▶ [What the task requires] Please rewrite the entries below, swapping every "dot" for "marker" and leaving all else unchanged.

[START OF Entries]

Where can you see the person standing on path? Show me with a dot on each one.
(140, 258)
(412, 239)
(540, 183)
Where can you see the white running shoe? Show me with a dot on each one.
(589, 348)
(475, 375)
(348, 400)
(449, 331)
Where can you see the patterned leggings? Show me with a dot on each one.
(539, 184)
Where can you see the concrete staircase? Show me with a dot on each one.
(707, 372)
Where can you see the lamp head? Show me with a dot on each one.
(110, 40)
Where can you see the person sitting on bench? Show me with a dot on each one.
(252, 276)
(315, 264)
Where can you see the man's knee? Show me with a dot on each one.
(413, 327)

[END OF Entries]

▶ [Task output]
Where can you see the person standing on path? Show me with a marker on each one.
(140, 258)
(412, 239)
(540, 183)
Where can you see the white running shoe? Show me with a marker on each one.
(589, 348)
(475, 375)
(348, 400)
(449, 331)
Where can you see the patterned leggings? Show me with a marker on each one.
(539, 184)
Where can you see the concrete staircase? Show me with a marker on each one.
(707, 372)
Where can you see the lamp head? Show me with a marker on each one.
(110, 40)
Where can you see the person sitting on bench? Show me with a marker on each one.
(252, 276)
(315, 264)
Where can you see the man's knee? Show me with a marker on each one.
(413, 327)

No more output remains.